▸ **OBJETIVO DO EXERCÍCIO**:
Transcreva na íntegra, sem alterar nenhuma palavra, a resenha sobre o disco Moms, do Menomena, que aparece abaixo.

▸ **DOCUMENTO DE ORIGEM**:
-- -- --

Veja sessão acústica de "Heavy is as Heavy Does":


Harris e Seim fizeram o que considero o melhor disco do Menomena porque usaram sua criatividade e poder de fogo para ficar mais perto da maioria. Porque antes haviam os dois e Brent Knopf, uma das forças motrizes da banda, que saiu em 2010 para se dedicar ao bom grupo Ramona Falls. E com os três havia um projeto mais maduro que se iniciou com o cultuado, e muito legal,  Friends and Foe(2007), o primeiro que ouvi da galera, carregado dessa vontade de fazer música com uma dose de invenção que afastava sua obra dos ouvidos mais preguiçosos. Esse rock com gosto pelo experimental, por levadas menos óbvias se fez presente também em Mines(2010), álbum que manteve acesso a chama dos fãs pelo grupo. A saída de Knopf  ajudou na diminuição da febre, do ardor que movia a criação dos caras? Acredito que não. Porque parte da criatividade vista nos CDs anteriores se mantém intacta, apenas com a ansiedade um pouco mais domada, dominada. A dupla que continua a tocar o Menomena articulou no mais recente trabalho uma sonoridade mais solar e simples, ainda que algumas músicas vistam-se daquela estranheza e melancolia que a trupe sempre soube produziu.

Grupo mantem padrão com belos arranjos e orquestrações
Mas, fique atento, nada em Menomena é o que parece. O que, na primeira audição, reveste-se de simplicidade, na segunda, com os ouvidos mais atentos, mostra-se cheio de nuances, com as garras expostas. Existe um universo complexo por trás das canções, ainda que ele assuste menos, do grupo. Os arranjos muito bem trabalhados, as mudanças de andamento das composições, a surpresa que nos é reservada aqui e ali com a introdução de instrumentos pouco comuns ao gênero rock, tudo faz com que Moms torne-se um deleite para quem é ávido por música com conteúdo, feita de uma substância mais reativa e consistente. Como descobrir o ácido da fruta depois da sensação do doce. É assim, por exemplo, com a impressionante "Heavy is as Heavy Does", que começa levinha com seu piano manso, entorpecendo o ouvinte até a mudança lá na frente com o crescendo do coro que deságua em guitarras distorcidas, no talo. De uma beleza concreta. Da mesma linhagem "One Horse",  que fecha épica o disco com seus dez minutos de absoluta extravagância.  Aqui fica mais clara ainda a alternância melódica, com momentos atmosféricos dividindo o tempo com arranjo de cordas e a batera e guitarras fazendo a mais sublime diferença.

-- -- --

▸ **MATERIAL FORNECIDO**:
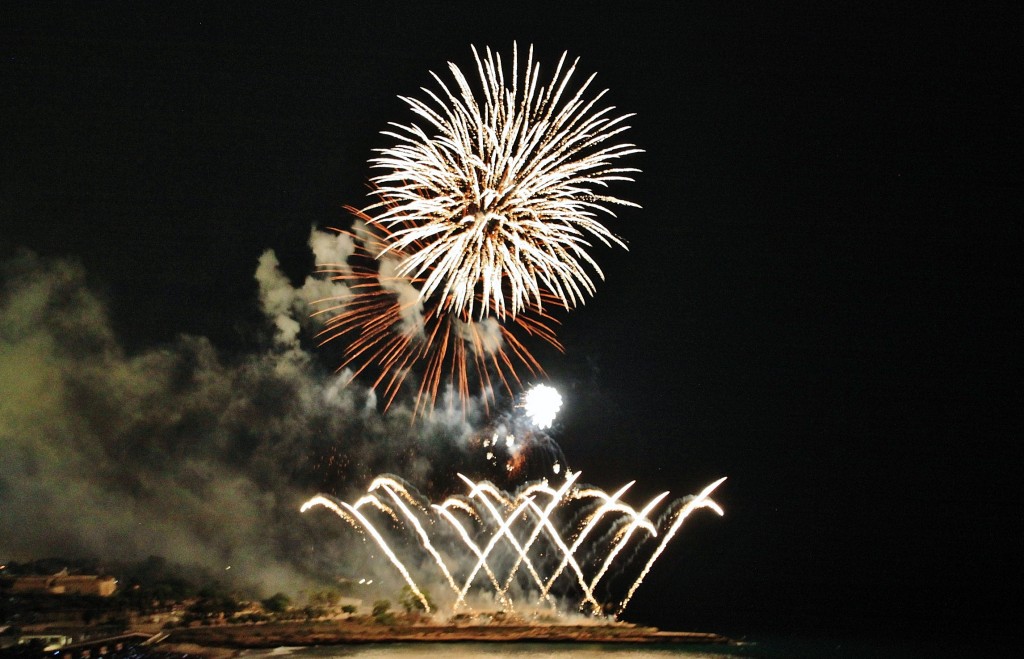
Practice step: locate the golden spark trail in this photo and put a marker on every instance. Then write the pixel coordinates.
(700, 500)
(322, 500)
(518, 528)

-- -- --

▸ **RESPOSTA COMPLETA**:
Veja sessão acústica de "Heavy is as Heavy Does":


Harris e Seim fizeram o que considero o melhor disco do Menomena porque usaram sua criatividade e poder de fogo para ficar mais perto da maioria. Porque antes haviam os dois e Brent Knopf, uma das forças motrizes da banda, que saiu em 2010 para se dedicar ao bom grupo Ramona Falls. E com os três havia um projeto mais maduro que se iniciou com o cultuado, e muito legal,  Friends and Foe(2007), o primeiro que ouvi da galera, carregado dessa vontade de fazer música com uma dose de invenção que afastava sua obra dos ouvidos mais preguiçosos. Esse rock com gosto pelo experimental, por levadas menos óbvias se fez presente também em Mines(2010), álbum que manteve acesso a chama dos fãs pelo grupo. A saída de Knopf  ajudou na diminuição da febre, do ardor que movia a criação dos caras? Acredito que não. Porque parte da criatividade vista nos CDs anteriores se mantém intacta, apenas com a ansiedade um pouco mais domada, dominada. A dupla que continua a tocar o Menomena articulou no mais recente trabalho uma sonoridade mais solar e simples, ainda que algumas músicas vistam-se daquela estranheza e melancolia que a trupe sempre soube produziu.

Grupo mantem padrão com belos arranjos e orquestrações
Mas, fique atento, nada em Menomena é o que parece. O que, na primeira audição, reveste-se de simplicidade, na segunda, com os ouvidos mais atentos, mostra-se cheio de nuances, com as garras expostas. Existe um universo complexo por trás das canções, ainda que ele assuste menos, do grupo. Os arranjos muito bem trabalhados, as mudanças de andamento das composições, a surpresa que nos é reservada aqui e ali com a introdução de instrumentos pouco comuns ao gênero rock, tudo faz com que Moms torne-se um deleite para quem é ávido por música com conteúdo, feita de uma substância mais reativa e consistente. Como descobrir o ácido da fruta depois da sensação do doce. É assim, por exemplo, com a impressionante "Heavy is as Heavy Does", que começa levinha com seu piano manso, entorpecendo o ouvinte até a mudança lá na frente com o crescendo do coro que deságua em guitarras distorcidas, no talo. De uma beleza concreta. Da mesma linhagem "One Horse",  que fecha épica o disco com seus dez minutos de absoluta extravagância.  Aqui fica mais clara ainda a alternância melódica, com momentos atmosféricos dividindo o tempo com arranjo de cordas e a batera e guitarras fazendo a mais sublime diferença.